The Walking Dead ; un jeu qui aura nécessité une certaine foi et attente de ma part. Étant antidématérialiste j'ai serré des dents faces aux éloges fait au premier épisode, au second, au troisième jusqu'au cinquième... Mes lacunes en anglais m'aurait empêché d'apprécier la version boîte si elle débarquait en Europe non-traduite... Le meilleur pour la fin la presse avait finalement annoncé que le titre serait une exclusivité de Micromania ce qui était plus que dommageable pour quelqu'un habitant à la Réunion. Maintenant, je l'ai en bonne et due forme, j'ai réussi à me préserver des révélations importantes tout en consultant la plupart des critiques que ce jeu a reçues. Je vous raconte cette anecdote pour vous faire comprendre ma bonne foi : si vous avez l'impression que je cherche à descendre ce titre gratuitement, alors non ce n'est qu'une impression car son obtention fut ardue.

The Walking Dead le jeu vidéo, sorti pour la première fois en avril 2012, basé sur la BD de Robert Kirkman. La série fut réalisée par différents scénaristes toujours accompagnés d'un game designer pour assurer la cohésion entre le gameplay et l'histoire. Nous pouvons donc remercier - entre autre - Sean Vanaman, Jake Rodkin, Mark Darin ou encore Gary Whitta. (en passant, le test spoile)

## Consigne
Extrais mot pour mot du texte sur The Walking Dead le passage qui s'ouvre sur les mots contenant « The Walking Dead ; » et se termine par « obtention fut ardue. ».

## Liste fournie
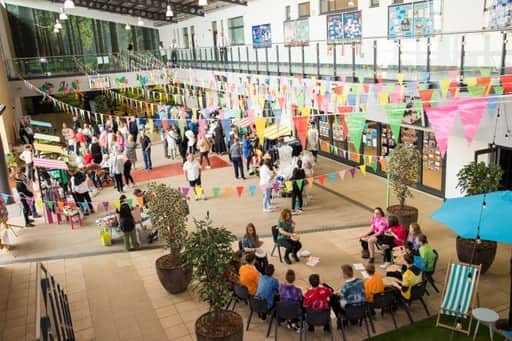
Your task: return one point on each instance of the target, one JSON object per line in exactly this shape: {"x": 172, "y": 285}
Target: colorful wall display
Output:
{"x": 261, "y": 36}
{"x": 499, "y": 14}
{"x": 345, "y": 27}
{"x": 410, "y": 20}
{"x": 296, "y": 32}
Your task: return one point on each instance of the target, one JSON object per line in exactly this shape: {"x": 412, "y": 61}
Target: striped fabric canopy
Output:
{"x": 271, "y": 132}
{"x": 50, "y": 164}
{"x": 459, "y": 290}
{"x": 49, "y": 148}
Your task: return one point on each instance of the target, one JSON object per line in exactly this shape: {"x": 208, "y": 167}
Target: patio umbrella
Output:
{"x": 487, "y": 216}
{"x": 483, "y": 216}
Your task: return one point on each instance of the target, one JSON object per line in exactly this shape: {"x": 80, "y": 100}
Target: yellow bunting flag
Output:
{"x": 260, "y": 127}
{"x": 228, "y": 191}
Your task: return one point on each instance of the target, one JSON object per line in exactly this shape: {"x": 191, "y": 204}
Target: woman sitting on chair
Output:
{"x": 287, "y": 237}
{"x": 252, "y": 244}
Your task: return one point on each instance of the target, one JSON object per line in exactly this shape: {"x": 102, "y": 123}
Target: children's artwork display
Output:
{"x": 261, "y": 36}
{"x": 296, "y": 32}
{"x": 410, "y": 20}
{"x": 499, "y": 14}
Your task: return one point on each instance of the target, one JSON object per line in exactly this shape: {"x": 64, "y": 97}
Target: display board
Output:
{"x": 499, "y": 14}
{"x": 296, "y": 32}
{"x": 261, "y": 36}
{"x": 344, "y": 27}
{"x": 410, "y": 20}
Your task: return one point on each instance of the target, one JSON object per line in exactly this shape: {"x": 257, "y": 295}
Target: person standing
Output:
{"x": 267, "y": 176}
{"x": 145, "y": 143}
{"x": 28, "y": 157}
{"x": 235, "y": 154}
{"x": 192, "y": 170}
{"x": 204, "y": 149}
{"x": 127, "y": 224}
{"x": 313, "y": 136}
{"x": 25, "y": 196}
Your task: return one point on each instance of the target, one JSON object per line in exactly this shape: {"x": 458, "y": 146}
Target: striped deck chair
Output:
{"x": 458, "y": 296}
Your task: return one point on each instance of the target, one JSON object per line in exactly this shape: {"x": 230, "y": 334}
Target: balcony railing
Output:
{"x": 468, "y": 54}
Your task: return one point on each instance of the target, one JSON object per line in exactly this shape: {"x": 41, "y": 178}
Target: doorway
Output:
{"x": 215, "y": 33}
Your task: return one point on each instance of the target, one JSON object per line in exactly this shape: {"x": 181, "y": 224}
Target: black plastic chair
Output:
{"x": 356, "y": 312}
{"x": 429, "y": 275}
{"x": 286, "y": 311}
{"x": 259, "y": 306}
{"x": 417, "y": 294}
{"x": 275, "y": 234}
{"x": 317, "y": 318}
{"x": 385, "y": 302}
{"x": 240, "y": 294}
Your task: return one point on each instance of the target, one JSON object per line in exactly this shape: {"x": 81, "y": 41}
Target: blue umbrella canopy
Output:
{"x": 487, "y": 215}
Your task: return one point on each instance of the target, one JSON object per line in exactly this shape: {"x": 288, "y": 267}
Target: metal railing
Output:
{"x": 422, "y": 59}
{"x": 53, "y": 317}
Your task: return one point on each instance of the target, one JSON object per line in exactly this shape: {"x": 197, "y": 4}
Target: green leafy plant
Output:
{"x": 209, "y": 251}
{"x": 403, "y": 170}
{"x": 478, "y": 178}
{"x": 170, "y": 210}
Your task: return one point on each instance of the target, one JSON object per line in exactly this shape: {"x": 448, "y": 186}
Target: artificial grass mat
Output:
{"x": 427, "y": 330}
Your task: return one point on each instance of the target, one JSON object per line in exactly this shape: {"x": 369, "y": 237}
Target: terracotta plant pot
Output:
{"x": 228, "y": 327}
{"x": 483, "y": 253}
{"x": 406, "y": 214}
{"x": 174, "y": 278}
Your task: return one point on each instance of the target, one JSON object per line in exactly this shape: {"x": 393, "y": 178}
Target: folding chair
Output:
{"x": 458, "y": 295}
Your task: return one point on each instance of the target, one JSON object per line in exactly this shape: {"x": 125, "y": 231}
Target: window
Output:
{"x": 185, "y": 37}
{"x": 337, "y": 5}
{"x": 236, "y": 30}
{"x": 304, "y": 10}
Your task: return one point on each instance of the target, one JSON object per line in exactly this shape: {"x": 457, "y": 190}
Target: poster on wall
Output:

## Corrigé
The Walking Dead ; un jeu qui aura nécessité une certaine foi et attente de ma part. Étant antidématérialiste j'ai serré des dents faces aux éloges fait au premier épisode, au second, au troisième jusqu'au cinquième... Mes lacunes en anglais m'aurait empêché d'apprécier la version boîte si elle débarquait en Europe non-traduite... Le meilleur pour la fin la presse avait finalement annoncé que le titre serait une exclusivité de Micromania ce qui était plus que dommageable pour quelqu'un habitant à la Réunion. Maintenant, je l'ai en bonne et due forme, j'ai réussi à me préserver des révélations importantes tout en consultant la plupart des critiques que ce jeu a reçues. Je vous raconte cette anecdote pour vous faire comprendre ma bonne foi : si vous avez l'impression que je cherche à descendre ce titre gratuitement, alors non ce n'est qu'une impression car son obtention fut ardue.